■ **Verplichte opdrachten**
(A) Zet de alinea uit het fietsverslag die begint met "Vandaag staat" om in een korte opsomming. Laat daarbij geen van de belangrijkste feiten weg.
(B) Hoe laat bereiken de fietsers volgens het fietsverslag de top van de Farola?

■ **Bron**
──────────────────────────────
Vandaag staat “de hel van de Orient” op het programma, maar wel een hele mooie rit. Een rit van 77km over de Farola een berg van 550meter met stijgingen van 15%. Als we goed en wel de stad uit zijn krijgen we gezelschap van een Cubaanse wielrenner die het wel leuk vindt om bij ons te blijven. Nadat we een km of 4 hebben geklommen krijgt Fred problemen met een trapper, de lagers zijn gebroken en er missen al een paar kogeltjes. Na 10km ligt de trapper eraf. Repareren is er niet bij, ook de Cubaan ziet geen oplossing. Het is niet heel warm, soms wolken en geen wind. Redelijk ontspannen fietsen we tegen de berg op, soms een korte stop. Om twaalf uur zijn we op de top. Naar beneden gaat een stuk vlotter, ook al moet je steeds remmen. Rond een uur of twee komen we aan de kust en is het nog maar 20km.
──────────────────────────────
■ **Gegevensfragmenten**
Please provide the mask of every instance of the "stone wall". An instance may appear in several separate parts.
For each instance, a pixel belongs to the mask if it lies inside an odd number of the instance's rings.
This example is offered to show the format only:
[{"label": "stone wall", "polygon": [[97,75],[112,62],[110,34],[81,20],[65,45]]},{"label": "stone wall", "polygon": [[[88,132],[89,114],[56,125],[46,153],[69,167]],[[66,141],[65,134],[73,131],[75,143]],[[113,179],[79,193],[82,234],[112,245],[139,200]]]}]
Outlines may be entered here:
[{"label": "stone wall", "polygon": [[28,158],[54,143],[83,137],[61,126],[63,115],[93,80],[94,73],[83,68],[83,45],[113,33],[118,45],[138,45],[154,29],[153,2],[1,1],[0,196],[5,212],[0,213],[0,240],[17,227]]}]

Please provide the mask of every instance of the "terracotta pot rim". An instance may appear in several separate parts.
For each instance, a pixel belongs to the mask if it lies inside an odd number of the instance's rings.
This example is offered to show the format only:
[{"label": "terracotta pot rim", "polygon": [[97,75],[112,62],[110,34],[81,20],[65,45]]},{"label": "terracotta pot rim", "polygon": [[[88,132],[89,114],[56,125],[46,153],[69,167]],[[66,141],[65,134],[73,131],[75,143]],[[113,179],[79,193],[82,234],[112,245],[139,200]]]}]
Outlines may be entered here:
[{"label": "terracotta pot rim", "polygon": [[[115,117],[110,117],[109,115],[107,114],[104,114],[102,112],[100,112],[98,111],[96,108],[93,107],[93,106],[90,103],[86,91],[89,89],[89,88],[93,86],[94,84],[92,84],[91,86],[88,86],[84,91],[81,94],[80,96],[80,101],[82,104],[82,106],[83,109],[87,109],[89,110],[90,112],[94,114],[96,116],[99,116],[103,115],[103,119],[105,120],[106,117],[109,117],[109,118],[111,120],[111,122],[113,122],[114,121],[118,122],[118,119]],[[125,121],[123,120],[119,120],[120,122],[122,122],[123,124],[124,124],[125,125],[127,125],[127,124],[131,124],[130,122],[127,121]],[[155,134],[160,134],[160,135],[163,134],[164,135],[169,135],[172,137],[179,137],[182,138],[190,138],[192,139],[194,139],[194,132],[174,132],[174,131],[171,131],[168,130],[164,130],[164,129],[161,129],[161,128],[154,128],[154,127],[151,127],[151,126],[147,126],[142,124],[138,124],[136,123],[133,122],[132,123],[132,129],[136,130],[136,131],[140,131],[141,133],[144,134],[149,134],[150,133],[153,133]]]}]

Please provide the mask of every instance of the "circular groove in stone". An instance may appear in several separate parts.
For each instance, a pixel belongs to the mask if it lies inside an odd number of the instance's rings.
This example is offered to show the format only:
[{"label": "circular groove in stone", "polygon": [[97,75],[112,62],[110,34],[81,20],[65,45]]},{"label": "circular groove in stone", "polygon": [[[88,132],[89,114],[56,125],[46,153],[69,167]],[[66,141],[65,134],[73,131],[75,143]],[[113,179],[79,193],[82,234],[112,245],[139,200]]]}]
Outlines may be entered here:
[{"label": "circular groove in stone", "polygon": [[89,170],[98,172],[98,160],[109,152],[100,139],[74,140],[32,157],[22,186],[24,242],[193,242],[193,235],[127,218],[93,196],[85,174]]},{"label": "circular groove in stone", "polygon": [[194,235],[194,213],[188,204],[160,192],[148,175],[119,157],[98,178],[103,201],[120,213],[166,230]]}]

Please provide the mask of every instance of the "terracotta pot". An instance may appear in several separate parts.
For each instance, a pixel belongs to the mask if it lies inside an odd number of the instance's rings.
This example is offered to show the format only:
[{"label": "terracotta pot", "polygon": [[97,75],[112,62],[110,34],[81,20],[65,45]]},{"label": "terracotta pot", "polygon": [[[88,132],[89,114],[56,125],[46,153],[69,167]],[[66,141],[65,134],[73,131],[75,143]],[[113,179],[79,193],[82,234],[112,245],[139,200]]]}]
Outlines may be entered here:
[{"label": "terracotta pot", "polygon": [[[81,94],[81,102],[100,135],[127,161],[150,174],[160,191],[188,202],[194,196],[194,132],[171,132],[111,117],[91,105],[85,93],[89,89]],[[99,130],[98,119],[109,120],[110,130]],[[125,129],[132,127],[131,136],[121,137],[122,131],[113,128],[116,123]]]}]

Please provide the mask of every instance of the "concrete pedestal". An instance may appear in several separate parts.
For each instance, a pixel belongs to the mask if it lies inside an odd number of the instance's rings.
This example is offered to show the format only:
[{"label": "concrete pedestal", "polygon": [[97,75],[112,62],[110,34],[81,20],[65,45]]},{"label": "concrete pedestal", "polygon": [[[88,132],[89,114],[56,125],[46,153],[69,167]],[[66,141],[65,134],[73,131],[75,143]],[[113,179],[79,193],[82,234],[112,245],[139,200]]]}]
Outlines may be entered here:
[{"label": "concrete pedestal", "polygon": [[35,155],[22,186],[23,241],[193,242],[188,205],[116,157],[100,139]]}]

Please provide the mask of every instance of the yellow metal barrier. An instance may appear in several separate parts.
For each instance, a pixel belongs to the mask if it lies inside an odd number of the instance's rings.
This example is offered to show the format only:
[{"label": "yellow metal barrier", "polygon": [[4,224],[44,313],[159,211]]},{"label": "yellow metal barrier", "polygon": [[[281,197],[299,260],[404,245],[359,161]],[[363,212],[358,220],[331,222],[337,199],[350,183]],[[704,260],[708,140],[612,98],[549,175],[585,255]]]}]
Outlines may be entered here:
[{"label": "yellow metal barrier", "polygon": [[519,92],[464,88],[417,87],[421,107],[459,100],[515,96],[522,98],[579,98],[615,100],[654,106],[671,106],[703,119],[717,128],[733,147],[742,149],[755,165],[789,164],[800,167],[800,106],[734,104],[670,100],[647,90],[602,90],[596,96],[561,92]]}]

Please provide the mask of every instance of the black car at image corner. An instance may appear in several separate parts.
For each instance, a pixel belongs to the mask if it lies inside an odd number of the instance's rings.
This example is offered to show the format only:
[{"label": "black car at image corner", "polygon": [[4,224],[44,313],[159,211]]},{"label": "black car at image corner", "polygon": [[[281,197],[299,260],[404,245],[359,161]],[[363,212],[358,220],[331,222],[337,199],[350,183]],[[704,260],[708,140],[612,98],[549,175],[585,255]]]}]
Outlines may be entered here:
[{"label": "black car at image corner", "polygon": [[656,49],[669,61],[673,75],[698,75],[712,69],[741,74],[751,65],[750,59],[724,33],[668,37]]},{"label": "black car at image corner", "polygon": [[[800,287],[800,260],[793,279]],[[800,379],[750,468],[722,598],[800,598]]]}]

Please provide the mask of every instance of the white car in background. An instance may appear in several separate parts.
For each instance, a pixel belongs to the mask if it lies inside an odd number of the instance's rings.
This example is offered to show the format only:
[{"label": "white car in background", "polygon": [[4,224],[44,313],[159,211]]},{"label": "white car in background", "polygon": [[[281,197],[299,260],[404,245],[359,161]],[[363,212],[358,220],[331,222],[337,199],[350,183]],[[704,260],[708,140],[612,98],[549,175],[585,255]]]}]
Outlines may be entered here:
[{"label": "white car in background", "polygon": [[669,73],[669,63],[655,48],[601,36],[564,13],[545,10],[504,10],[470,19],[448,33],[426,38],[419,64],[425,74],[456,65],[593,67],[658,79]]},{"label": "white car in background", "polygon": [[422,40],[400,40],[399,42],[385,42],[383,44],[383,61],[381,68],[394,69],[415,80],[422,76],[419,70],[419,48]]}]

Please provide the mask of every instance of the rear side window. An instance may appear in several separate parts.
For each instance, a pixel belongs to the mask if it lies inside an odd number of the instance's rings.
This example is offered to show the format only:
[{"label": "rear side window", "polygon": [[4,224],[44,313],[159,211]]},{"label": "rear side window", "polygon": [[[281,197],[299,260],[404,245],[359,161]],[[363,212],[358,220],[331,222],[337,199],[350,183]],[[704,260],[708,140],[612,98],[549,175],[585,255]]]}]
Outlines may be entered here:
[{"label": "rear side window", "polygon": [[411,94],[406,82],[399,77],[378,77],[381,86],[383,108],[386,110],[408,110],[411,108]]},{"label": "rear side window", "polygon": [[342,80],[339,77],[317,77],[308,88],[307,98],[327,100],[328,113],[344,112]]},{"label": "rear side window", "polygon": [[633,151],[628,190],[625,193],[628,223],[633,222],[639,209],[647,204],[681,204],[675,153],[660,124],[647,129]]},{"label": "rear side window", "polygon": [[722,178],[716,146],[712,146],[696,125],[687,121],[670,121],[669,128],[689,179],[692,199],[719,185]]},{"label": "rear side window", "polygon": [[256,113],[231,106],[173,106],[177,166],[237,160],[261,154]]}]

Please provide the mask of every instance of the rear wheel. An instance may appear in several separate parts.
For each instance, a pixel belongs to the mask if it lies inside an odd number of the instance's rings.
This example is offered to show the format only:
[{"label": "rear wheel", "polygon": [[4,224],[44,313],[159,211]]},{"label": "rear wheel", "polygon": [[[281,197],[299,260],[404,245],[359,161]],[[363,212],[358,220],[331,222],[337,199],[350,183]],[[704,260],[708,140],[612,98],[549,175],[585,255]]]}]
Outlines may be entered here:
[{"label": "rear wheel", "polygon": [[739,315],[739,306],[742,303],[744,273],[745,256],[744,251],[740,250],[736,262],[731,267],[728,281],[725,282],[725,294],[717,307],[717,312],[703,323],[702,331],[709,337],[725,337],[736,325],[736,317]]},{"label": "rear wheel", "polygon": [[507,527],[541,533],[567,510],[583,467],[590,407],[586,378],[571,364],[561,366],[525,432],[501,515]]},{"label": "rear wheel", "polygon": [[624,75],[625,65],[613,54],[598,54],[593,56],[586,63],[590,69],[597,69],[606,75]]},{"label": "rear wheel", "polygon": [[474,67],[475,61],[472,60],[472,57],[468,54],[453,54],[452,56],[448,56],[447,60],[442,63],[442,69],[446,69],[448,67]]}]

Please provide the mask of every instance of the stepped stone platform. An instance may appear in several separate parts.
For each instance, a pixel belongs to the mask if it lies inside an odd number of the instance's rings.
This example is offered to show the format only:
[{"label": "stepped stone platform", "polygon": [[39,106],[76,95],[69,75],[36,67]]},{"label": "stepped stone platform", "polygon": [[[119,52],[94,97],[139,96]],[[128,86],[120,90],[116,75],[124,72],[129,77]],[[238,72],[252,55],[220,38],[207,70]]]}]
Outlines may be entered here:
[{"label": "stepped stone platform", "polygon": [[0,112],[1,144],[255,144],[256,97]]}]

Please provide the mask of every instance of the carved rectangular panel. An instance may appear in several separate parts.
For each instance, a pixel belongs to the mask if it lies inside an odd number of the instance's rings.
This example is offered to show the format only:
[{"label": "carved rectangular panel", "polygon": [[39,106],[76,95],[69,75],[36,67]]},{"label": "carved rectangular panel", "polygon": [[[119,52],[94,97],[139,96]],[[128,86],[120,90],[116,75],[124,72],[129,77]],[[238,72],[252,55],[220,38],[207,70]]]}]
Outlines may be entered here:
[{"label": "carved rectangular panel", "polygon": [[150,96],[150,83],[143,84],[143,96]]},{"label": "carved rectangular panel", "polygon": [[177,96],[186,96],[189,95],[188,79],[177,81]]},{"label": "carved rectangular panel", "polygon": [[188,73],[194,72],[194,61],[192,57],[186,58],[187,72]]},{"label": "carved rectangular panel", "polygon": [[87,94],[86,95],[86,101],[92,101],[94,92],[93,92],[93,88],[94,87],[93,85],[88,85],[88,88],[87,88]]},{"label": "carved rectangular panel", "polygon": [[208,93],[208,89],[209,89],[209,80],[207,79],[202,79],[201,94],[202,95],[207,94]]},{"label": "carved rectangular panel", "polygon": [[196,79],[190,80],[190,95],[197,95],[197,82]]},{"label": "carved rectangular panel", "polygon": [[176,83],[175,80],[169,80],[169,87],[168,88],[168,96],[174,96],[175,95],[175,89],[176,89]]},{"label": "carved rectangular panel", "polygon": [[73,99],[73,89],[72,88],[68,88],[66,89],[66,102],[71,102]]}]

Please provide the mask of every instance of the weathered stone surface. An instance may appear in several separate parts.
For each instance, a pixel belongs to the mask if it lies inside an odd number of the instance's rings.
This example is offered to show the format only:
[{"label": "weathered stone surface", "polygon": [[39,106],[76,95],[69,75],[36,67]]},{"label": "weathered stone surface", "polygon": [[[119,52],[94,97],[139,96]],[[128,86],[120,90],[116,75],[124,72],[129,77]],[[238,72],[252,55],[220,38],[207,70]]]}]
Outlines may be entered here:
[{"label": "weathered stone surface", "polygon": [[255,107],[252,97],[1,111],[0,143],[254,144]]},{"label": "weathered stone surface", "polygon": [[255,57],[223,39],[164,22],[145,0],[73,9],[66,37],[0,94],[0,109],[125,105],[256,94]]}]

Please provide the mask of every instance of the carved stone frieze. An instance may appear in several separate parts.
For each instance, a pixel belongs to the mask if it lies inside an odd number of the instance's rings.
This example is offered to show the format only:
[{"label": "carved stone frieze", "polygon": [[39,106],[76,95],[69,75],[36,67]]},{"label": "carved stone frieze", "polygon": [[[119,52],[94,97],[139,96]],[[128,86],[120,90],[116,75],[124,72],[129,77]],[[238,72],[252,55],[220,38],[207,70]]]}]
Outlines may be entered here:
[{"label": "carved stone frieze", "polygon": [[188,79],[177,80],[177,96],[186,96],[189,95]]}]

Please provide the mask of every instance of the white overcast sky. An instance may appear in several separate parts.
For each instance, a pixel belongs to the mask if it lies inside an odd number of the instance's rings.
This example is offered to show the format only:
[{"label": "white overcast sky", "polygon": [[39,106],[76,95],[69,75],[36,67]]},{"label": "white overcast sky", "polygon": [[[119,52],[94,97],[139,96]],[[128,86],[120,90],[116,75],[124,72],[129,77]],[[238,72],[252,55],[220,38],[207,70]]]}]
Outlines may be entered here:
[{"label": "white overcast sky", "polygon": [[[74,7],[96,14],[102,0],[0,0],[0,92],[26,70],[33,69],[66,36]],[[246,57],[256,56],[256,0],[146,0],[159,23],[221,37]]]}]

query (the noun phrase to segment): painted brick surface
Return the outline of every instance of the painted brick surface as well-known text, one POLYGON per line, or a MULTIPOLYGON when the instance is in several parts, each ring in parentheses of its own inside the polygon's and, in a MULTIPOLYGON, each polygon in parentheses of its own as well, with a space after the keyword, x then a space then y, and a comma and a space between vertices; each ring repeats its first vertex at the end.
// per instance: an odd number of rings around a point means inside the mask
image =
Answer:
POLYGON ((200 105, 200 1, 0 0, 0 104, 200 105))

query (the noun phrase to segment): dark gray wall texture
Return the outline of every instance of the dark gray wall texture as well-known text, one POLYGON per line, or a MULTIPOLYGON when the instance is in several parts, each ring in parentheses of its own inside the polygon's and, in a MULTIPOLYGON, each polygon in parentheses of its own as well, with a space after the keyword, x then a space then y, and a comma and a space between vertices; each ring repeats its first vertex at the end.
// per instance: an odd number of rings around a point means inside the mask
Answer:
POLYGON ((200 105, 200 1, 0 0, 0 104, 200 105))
──────────────────────────────
■ **Antwoorden oefening**
(A)
- Rit van 77 km over de Farola, een berg van 550 meter met stijgingen van 15%.
- Buiten de stad rijdt een Cubaanse wielrenner met hen mee.
- Na ongeveer 4 km klimmen gaat er iets mis met een trapper van Fred: de lagers zijn gebroken en er ontbreken al een paar kogeltjes.
- Na 10 km valt de trapper eraf. Repareren lukt niet, ook de Cubaan weet geen oplossing.
- Het weer: niet heel warm, soms wolken, geen wind.
- Vrij ontspannen omhoog met af en toe een korte stop, om twaalf uur op de top.
- De afdaling gaat vlotter, maar er moet steeds geremd worden.
- Rond twee uur komen ze aan de kust en is het nog maar 20 km.

(B) Om twaalf uur.